Task instructions. Rewrite the lines from the one containing "row: dead wood log" through the one containing "301 197 L 336", inclusive, as a numbered list, omitting blank lines.

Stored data
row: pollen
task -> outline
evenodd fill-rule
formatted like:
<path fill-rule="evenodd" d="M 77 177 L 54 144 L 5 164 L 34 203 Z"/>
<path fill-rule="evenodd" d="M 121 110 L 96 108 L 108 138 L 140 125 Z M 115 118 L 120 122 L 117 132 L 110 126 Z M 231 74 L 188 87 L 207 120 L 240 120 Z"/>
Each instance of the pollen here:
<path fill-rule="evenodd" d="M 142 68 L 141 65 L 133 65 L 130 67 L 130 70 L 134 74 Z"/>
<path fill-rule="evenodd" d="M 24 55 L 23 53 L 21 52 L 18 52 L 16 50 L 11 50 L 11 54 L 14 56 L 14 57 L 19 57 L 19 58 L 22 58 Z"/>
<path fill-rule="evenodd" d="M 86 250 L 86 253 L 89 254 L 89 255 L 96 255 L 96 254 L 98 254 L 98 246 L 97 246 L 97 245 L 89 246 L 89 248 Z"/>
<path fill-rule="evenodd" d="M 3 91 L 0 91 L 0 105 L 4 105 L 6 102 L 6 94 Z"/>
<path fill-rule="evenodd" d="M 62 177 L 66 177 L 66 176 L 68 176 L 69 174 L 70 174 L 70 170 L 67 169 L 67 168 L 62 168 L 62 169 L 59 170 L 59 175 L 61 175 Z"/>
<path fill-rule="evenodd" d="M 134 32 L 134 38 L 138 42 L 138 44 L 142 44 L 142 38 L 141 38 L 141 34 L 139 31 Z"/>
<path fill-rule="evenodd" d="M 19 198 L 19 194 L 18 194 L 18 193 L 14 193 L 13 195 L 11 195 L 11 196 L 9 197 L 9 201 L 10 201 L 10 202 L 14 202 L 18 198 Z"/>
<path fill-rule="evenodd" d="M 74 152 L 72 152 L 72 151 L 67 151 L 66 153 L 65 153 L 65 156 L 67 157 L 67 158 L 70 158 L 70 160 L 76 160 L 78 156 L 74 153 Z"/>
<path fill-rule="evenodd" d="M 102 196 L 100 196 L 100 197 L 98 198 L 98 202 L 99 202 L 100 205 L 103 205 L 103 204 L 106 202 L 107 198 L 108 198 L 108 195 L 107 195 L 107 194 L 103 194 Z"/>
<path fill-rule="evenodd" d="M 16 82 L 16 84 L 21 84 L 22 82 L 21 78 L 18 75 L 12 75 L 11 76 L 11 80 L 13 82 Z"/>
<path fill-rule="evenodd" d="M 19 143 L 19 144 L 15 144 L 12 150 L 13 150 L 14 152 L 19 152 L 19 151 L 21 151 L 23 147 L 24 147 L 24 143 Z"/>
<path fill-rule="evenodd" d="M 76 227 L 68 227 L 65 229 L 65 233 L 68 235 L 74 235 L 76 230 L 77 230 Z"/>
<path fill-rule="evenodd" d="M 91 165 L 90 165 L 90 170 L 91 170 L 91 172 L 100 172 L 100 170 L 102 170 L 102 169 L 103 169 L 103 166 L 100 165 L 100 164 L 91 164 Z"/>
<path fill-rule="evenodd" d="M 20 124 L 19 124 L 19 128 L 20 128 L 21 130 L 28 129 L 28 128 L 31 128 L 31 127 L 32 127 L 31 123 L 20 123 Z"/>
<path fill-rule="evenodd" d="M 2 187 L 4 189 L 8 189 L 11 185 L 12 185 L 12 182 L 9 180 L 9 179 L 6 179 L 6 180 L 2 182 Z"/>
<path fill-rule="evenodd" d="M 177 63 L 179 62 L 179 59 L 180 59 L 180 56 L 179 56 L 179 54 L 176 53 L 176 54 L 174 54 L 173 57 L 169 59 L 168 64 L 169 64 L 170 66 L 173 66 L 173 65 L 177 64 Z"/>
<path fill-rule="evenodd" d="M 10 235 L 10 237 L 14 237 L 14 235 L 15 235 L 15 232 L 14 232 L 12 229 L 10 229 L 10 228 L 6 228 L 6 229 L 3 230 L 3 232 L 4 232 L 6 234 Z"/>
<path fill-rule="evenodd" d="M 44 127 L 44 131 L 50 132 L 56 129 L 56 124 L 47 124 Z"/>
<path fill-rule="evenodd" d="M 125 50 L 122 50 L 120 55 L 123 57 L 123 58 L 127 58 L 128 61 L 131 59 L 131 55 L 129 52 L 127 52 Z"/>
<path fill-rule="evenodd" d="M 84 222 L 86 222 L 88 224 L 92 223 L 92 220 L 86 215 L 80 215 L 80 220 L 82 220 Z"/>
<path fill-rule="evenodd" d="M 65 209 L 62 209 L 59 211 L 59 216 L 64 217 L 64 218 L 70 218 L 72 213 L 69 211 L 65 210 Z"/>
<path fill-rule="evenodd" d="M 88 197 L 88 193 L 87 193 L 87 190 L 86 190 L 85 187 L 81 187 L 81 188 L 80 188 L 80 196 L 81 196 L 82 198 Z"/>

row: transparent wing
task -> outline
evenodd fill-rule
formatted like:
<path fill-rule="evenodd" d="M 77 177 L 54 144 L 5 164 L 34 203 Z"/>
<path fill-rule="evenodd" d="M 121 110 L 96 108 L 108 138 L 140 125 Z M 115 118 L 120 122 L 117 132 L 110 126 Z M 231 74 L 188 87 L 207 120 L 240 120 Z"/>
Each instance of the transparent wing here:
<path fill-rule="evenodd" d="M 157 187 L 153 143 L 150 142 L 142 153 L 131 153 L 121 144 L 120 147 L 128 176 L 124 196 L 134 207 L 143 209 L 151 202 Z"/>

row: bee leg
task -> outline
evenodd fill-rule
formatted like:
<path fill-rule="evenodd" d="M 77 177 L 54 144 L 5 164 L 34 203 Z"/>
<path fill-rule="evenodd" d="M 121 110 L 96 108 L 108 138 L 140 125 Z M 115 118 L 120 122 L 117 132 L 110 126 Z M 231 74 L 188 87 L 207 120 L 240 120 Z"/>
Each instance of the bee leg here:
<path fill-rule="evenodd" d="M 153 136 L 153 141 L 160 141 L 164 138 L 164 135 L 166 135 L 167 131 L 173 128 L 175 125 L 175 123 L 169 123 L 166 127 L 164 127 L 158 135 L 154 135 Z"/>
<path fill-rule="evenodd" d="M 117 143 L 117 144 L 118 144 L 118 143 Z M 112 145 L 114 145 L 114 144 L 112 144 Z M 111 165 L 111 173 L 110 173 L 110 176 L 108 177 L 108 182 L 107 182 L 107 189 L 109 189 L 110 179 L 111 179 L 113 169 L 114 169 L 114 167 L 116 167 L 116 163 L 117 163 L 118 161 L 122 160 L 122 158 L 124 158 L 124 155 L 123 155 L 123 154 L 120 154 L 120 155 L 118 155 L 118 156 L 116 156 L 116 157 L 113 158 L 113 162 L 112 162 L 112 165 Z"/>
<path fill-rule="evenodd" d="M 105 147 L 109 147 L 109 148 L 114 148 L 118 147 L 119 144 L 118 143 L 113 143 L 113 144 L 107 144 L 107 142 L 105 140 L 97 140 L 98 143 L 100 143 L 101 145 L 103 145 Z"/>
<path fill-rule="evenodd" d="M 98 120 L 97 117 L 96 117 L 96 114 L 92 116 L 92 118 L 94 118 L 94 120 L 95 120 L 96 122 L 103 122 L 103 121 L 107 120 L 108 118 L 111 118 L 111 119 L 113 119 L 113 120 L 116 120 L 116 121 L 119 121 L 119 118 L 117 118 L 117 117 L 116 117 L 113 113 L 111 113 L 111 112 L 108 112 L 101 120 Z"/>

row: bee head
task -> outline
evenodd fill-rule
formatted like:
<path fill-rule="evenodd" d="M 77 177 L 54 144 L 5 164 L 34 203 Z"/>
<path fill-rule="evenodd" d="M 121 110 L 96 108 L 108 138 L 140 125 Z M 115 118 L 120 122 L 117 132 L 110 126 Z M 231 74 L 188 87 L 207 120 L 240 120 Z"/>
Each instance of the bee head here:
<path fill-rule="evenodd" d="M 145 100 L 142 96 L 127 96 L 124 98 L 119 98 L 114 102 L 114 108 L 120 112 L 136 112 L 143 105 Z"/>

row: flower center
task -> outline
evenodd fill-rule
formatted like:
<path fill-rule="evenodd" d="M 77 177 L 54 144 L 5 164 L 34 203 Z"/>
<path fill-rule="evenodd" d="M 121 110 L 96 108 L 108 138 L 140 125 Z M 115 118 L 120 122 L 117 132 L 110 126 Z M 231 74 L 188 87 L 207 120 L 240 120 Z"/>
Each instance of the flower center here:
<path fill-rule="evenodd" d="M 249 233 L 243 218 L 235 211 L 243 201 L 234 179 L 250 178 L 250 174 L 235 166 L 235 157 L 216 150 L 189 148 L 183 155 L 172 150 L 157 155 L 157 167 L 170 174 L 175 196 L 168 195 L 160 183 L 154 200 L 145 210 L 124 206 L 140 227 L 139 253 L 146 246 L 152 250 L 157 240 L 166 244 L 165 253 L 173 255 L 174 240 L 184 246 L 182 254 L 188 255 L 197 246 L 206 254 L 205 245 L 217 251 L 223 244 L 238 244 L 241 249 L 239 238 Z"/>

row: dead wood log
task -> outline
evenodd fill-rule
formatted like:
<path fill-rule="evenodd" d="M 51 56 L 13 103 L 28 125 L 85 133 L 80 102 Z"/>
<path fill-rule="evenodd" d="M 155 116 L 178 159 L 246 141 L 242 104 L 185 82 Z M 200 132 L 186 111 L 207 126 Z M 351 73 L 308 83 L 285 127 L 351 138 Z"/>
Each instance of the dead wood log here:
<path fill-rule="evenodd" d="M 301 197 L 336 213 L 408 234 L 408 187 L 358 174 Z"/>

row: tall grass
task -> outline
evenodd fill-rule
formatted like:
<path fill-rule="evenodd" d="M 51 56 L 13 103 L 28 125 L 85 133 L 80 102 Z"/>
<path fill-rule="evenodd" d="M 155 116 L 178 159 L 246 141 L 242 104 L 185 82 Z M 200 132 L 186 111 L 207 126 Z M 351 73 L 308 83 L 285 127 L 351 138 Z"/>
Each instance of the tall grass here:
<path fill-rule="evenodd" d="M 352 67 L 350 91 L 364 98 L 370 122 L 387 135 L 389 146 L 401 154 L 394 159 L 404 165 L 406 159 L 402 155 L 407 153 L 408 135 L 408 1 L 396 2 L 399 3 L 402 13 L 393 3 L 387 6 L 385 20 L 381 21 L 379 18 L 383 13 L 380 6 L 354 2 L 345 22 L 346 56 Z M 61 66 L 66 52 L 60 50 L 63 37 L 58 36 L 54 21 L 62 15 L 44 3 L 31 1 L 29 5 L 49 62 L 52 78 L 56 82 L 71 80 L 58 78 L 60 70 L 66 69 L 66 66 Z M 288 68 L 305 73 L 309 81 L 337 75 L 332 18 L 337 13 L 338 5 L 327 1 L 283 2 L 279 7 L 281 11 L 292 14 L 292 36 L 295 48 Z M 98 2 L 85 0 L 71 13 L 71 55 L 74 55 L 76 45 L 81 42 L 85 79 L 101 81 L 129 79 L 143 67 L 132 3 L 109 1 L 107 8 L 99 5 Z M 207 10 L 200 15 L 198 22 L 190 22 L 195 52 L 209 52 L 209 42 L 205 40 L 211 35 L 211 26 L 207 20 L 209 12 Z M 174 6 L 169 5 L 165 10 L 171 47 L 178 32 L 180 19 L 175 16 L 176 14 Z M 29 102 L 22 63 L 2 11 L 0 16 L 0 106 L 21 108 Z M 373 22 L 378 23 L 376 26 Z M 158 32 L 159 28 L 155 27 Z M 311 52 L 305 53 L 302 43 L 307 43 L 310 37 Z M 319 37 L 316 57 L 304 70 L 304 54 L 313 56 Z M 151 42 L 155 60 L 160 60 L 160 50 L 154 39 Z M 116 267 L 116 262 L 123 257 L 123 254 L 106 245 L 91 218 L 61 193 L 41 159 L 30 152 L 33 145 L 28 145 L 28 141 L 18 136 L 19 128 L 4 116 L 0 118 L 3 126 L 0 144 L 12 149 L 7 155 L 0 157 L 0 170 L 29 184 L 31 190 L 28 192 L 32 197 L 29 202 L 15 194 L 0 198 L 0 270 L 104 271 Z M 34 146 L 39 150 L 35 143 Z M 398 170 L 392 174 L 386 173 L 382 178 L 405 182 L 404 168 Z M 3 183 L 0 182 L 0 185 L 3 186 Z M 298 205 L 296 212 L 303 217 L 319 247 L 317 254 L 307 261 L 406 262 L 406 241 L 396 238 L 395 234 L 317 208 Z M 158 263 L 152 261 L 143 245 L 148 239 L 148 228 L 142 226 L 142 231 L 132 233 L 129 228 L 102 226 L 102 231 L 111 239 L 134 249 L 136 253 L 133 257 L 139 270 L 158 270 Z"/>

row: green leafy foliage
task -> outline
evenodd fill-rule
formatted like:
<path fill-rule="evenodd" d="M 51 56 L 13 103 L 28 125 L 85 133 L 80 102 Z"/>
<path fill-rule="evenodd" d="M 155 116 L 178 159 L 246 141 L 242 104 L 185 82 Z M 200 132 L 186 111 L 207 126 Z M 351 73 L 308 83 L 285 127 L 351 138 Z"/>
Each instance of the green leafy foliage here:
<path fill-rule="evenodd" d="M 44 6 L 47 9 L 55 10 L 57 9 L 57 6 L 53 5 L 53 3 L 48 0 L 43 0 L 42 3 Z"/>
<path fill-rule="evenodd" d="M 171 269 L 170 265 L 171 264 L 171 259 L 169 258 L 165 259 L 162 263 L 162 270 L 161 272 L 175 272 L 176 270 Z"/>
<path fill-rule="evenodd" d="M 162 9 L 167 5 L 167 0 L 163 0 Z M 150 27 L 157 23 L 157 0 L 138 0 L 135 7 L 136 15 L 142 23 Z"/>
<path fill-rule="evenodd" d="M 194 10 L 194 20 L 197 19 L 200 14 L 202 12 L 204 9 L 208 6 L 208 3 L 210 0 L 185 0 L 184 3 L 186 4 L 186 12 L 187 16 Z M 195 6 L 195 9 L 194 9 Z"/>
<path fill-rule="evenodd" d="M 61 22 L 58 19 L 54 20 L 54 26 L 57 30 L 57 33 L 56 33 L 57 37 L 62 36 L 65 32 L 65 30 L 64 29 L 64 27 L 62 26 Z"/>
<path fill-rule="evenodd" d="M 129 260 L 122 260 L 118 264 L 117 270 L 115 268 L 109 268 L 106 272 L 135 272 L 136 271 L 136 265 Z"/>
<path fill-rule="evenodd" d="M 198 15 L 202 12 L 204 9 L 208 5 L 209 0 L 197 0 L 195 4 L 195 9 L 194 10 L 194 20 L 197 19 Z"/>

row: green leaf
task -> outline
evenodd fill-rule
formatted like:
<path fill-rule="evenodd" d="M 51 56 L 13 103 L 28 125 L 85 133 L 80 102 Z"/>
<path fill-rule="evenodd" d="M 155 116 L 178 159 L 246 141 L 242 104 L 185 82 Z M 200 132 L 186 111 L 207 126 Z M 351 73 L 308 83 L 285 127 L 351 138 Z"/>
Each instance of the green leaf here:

Response.
1. row: dead wood log
2. task -> outline
3. evenodd fill-rule
4. formatted like:
5. <path fill-rule="evenodd" d="M 51 56 L 13 103 L 28 125 L 85 133 L 80 102 Z"/>
6. <path fill-rule="evenodd" d="M 155 116 L 178 159 L 246 141 L 242 104 L 185 82 Z M 200 132 L 186 111 L 207 126 Z M 351 73 L 308 83 L 285 127 L 351 138 Z"/>
7. Each instance of the dead wood log here:
8. <path fill-rule="evenodd" d="M 301 197 L 336 213 L 408 234 L 408 187 L 358 174 Z"/>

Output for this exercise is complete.